What you should do: Reproduce the section of the falling-objects lesson below that runs between "v = √(2 * 32 ft/s2" and "in 3 seconds.", inclusive.

Reading passage:
Explanation of Gravity Equations for Falling Objects - Succeed in Physical Science. Also refer to physics, force, mass, gravitational constant, acceleration, velocity, distance, time, calculation, square, square-root, Ron Kurtus, School for Champions. Copyright © Restrictions
Gravity Equations for Falling Objects
by Ron Kurtus (revised 10 October 2008)
There are simple equations for falling objects that allow you to calculate the velocity and distance traveled, as well as the time taken to achieve a given velocity or distance.
These equations are based on the fact that the force of gravity for objects relatively close to Earth equals the mass of the object times the acceleration due to gravity (F = mg). The acceleration due to gravity (g) is constant for all objects up to altitudes beyond many space satellites. From this simple equation, it is determined that the velocity, distance and time are independent of the mass of the object, provided air resistance is negligible.
You normally do not need to memorize these equations, but you should know where to find them in order to solve equations. (See Derivation of Gravity Equations for more information.)
Questions you may have include:
- What are the velocity equations?
- What are the distance equations?
- What are the time equations?
This lesson will answer those questions. There is a mini-quiz near the end of the lesson.
Useful tools: Metric-English Conversion | Scientific Calculator.
Velocity equations
If you drop an object from some height, it will fall with increasing velocity.
Note: (We use velocity instead of speed, since the object is moving in a specific direction: down.
Velocity for a given time
You can determine the object's velocity according to the time it has fallen by the equation:
v = gt
where
- v is the velocity of the object
- g is the gravitational constant 9.8 m/s² or 32 ft/s²
- t is the measure time of the fall
- gt is the product of g times t
Note that the assumption is that air resistance on the object is negligible. An object that is light weight or not heavy will probably be affected by air resistance.
Example
If you drop an object from a tall building, you can calculate its velocity after 4 seconds:
v = gt
v = (9.8 meters/second-squared)*(4 seconds) = 39.2 meters/second
v = (32 ft/s²)*(4 s) = 128 ft/s
Velocity for a given distance
The equation for the velocity of a falling object after it has fallen a certain distance is:
v = SQRT(2gx) or v = √(2gx)
where
- SQRT and √ stand for square root
- √(2gx) is the square root of the quantity 2gx.
Note: The definition of square root can be difficult to understand. The square root of some number X is the number that when multiplied by itself equals X. In other words, the square root of 9 is 3, because 3 times 3 equals 9. Most numbers require a calculator to determine their square root.
Example
Find the velocity of a rock after it has fallen 4 feet.
v = √(2gx)
v = √(2 * 32 ft/s2 * 4 ft) = √(256 ft2/s2)
v = 16 feet/second
Distance equations
You can find the distance traveled for a given time and to reach a velocity.
Distance for a given time
The equation for the distance that the object falls in a given time is:
x = gt2/2
Example
Find the distance in meters that an object will fall in 3 seconds.
x = gt2/2
x = (9.8 m/s2) * (3 s) * (3 s) / 2
x = 44.1 meters
Distance for given velocity
The equation for the distance traveled to reach a given velocity is:
x = v2/2g
Example
Find the distance required to reach 100 miles per hour (mph).

Extracted entries:
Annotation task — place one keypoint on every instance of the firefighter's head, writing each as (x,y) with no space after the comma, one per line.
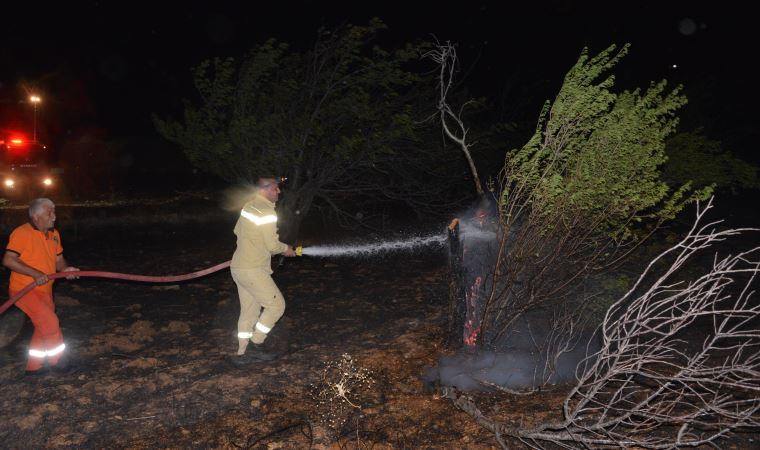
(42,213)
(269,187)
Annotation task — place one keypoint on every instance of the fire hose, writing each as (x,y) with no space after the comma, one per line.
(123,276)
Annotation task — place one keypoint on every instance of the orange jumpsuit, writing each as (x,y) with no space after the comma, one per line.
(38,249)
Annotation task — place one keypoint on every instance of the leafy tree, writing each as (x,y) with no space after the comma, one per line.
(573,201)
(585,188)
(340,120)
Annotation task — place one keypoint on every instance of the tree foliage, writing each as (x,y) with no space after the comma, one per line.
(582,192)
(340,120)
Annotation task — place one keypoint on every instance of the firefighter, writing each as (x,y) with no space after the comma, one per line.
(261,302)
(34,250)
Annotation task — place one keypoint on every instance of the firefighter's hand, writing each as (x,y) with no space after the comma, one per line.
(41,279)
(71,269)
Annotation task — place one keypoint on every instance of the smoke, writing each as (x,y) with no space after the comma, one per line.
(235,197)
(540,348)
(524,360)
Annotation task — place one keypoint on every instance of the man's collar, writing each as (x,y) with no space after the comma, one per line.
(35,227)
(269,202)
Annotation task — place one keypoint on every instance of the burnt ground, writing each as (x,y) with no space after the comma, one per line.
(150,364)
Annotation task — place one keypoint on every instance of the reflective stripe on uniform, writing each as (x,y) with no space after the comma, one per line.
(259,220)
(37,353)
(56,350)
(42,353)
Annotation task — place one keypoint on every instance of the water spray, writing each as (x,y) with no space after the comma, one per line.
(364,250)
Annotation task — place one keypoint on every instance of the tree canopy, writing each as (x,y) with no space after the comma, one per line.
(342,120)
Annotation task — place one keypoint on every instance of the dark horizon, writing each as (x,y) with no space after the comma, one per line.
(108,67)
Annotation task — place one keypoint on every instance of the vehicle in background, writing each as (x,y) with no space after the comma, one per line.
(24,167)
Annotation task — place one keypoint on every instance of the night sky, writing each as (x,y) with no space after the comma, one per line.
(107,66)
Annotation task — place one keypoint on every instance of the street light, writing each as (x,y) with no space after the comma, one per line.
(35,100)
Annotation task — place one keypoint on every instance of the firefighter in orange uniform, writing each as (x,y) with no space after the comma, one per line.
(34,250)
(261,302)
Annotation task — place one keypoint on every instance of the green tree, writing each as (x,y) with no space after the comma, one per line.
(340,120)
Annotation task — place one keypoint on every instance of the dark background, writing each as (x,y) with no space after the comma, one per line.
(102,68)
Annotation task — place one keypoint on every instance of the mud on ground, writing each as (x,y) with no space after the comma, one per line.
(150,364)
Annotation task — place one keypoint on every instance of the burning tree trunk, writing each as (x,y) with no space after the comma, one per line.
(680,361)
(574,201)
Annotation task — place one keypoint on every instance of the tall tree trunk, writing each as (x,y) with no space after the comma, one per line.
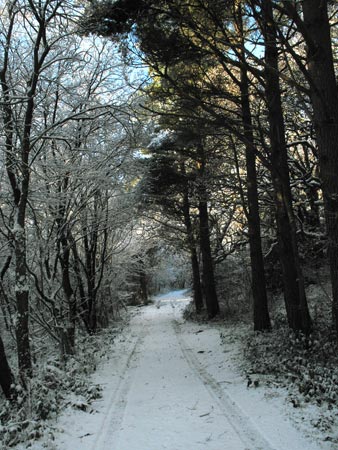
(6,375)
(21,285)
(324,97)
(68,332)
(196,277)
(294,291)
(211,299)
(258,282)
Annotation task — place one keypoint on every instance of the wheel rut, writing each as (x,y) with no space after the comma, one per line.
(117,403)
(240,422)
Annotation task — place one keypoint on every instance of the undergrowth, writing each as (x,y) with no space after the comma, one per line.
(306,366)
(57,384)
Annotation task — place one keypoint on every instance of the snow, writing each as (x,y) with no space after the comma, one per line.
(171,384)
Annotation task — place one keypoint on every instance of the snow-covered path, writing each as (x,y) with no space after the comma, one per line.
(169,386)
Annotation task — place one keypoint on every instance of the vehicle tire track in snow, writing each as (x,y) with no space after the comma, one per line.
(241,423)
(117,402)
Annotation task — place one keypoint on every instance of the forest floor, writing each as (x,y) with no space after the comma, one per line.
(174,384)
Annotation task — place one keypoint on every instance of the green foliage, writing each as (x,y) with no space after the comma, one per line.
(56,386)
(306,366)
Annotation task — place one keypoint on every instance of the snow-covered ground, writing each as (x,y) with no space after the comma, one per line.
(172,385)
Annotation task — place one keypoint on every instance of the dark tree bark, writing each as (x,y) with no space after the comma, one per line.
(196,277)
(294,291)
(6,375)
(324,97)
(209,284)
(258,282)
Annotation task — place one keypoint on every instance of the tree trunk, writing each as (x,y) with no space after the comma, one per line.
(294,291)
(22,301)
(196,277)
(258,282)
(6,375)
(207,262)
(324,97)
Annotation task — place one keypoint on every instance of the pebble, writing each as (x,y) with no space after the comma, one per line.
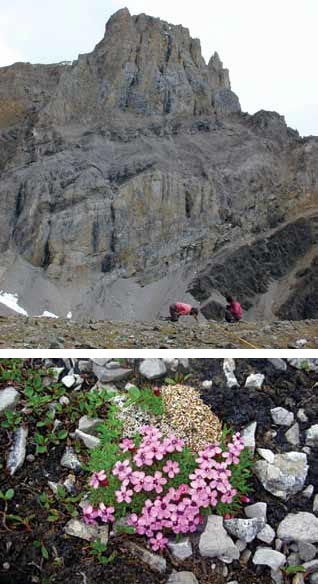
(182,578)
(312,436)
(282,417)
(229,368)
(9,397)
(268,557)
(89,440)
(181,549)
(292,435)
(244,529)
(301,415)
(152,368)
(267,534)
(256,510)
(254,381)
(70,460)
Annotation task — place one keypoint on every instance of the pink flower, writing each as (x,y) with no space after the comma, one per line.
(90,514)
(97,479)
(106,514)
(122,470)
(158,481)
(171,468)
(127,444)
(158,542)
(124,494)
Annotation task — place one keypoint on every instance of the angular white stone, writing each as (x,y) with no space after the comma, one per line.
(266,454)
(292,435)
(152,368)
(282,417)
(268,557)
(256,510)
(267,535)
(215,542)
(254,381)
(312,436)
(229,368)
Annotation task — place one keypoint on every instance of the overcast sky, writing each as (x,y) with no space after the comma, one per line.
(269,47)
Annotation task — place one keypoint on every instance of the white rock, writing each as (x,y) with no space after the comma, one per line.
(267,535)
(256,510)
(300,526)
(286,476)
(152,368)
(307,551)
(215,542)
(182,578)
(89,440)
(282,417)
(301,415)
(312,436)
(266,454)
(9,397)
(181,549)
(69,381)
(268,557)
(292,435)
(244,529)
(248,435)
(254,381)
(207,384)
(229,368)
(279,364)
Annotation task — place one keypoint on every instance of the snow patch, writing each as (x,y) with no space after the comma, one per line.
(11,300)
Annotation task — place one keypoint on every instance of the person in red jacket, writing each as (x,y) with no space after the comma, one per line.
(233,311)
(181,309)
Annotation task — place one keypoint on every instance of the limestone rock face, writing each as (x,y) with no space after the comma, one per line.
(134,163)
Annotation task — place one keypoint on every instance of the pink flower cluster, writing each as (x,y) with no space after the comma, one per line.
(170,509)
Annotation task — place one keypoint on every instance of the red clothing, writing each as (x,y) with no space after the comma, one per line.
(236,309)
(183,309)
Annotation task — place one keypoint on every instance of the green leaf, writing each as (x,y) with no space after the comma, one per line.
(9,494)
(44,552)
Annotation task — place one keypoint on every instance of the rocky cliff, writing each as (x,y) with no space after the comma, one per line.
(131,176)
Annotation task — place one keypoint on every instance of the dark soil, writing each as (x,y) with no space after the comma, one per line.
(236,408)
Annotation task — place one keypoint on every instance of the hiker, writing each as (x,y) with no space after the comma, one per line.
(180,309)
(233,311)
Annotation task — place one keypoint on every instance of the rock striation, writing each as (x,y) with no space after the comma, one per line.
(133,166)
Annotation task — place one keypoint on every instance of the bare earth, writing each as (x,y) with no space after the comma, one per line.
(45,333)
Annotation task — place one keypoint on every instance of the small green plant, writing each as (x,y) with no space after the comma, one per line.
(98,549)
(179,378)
--
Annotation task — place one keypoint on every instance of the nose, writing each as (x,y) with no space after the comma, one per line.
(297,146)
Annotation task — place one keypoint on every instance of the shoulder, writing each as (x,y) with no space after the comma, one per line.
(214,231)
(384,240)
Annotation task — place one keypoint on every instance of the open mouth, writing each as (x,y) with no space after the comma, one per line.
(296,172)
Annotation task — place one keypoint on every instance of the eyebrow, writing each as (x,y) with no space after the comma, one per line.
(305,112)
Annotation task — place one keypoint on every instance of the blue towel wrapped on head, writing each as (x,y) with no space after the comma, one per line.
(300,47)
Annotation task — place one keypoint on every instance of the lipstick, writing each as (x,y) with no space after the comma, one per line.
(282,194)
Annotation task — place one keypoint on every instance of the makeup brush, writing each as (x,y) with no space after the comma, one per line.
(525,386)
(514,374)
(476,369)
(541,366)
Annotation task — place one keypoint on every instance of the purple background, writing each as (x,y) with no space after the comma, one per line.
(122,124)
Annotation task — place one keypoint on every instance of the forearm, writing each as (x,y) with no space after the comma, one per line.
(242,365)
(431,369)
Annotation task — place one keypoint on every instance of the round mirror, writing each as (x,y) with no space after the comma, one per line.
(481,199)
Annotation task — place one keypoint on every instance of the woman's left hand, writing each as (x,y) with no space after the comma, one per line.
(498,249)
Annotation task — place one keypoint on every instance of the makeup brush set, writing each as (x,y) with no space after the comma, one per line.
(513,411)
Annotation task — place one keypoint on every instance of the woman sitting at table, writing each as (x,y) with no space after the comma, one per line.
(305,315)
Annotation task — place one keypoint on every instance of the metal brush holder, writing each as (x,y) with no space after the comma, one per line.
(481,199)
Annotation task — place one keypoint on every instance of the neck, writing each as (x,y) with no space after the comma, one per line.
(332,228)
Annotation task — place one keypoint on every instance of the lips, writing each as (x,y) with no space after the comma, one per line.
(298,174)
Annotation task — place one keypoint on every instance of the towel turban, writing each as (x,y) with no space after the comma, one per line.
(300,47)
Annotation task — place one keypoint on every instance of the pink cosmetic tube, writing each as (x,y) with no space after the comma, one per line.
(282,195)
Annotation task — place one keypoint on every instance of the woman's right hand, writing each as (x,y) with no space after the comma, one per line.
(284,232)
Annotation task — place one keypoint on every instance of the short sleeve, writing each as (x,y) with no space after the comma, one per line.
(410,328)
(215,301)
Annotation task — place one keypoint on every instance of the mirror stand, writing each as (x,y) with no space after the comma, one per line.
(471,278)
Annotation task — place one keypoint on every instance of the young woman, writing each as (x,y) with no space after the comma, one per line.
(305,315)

Completed task:
v = √(2 * 32 ft/s2 * 4 ft) = √(256 ft2/s2)
v = 16 feet/second
Distance equations
You can find the distance traveled for a given time and to reach a velocity.
Distance for a given time
The equation for the distance that the object falls in a given time is:
x = gt2/2
Example
Find the distance in meters that an object will fall in 3 seconds.